I am the Director of Iniciativa Amotocodie (IA), a registered not-for-profit civil society organization based in the Central Paraguayan Chaco since 2002. Our work consists in monitoring and protecting the uncontacted (“isolated”) Ayoreo indigenous groups present in various regions of the Northern Paraguayan Chaco. This protection includes that of their legal rights, among them the right to continue living according to their own cultural patterns, the right of self- determination, and the right to their territories.
Our organization is one of seven members of the Management Board of the Biosphere Reserve of the Northern Chaco created in 2005; it is also a member of IUCN.
It is with great concern that we have learnt both through the English and the Paraguayan press about the planned expedition. It is vital that you understand that both regions to be visited by the scientists taking part of the expedition – the region of Chovoreca as well as that of Cabrera Timane – belong to the Ayoreo indigenous territory. Both of these regions serve as permanent habitat to indigenous groups living in voluntary isolation: i.e. those who have never had contact with our western civilization, and who reject and avoid all external contact.
We would like to stress the radical character of this state of isolation: it means that nobody, not even already contacted members of the same ethnic group, have contact or are able to approach the isolated groups. The isolated groups lead a life according to a cultural pattern paradigmatically and radically different to everything we know in our modern culture.

> _GIVEN EXERCISE_: In the passage about the isolated Ayoreo groups, which two regions are to be visited by the expedition's scientists?

(Object outline annotations)
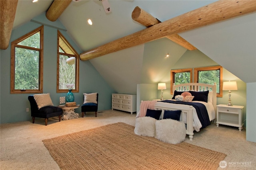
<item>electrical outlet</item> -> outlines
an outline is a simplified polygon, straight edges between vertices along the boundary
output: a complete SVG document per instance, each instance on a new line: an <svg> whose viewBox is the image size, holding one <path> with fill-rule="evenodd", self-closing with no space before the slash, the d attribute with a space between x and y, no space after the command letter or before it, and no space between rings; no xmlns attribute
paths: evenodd
<svg viewBox="0 0 256 170"><path fill-rule="evenodd" d="M62 104L65 103L65 96L64 97L60 97L60 104Z"/></svg>

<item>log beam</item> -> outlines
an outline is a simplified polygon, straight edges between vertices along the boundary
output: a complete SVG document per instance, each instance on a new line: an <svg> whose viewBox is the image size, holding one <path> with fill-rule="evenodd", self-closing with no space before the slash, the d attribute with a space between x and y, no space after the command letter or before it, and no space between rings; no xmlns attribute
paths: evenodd
<svg viewBox="0 0 256 170"><path fill-rule="evenodd" d="M12 30L14 21L18 0L0 0L0 49L6 49L9 46Z"/></svg>
<svg viewBox="0 0 256 170"><path fill-rule="evenodd" d="M135 7L132 13L132 18L139 23L148 27L161 22L138 6ZM174 43L189 50L196 49L196 48L178 34L173 34L166 37Z"/></svg>
<svg viewBox="0 0 256 170"><path fill-rule="evenodd" d="M192 44L180 37L178 34L173 34L166 36L166 38L170 39L174 43L179 44L188 50L194 50L197 49Z"/></svg>
<svg viewBox="0 0 256 170"><path fill-rule="evenodd" d="M54 0L47 10L46 18L52 21L56 21L71 1L72 0Z"/></svg>
<svg viewBox="0 0 256 170"><path fill-rule="evenodd" d="M256 11L256 1L220 0L80 54L82 61Z"/></svg>

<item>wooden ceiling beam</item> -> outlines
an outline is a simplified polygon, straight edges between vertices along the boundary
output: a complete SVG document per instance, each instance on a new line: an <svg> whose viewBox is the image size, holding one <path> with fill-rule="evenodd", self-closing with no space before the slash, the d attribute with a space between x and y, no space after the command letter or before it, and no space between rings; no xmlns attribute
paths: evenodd
<svg viewBox="0 0 256 170"><path fill-rule="evenodd" d="M161 21L138 6L135 7L132 11L132 18L134 21L147 27L161 22ZM196 49L196 48L178 34L172 34L166 36L166 37L189 50Z"/></svg>
<svg viewBox="0 0 256 170"><path fill-rule="evenodd" d="M46 18L52 21L56 21L71 1L72 0L54 0L47 10Z"/></svg>
<svg viewBox="0 0 256 170"><path fill-rule="evenodd" d="M8 48L18 0L0 0L0 49Z"/></svg>
<svg viewBox="0 0 256 170"><path fill-rule="evenodd" d="M80 54L85 61L255 12L255 0L219 0Z"/></svg>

> _EXERCISE RESPONSE_: The region of Chovoreca and that of Cabrera Timane.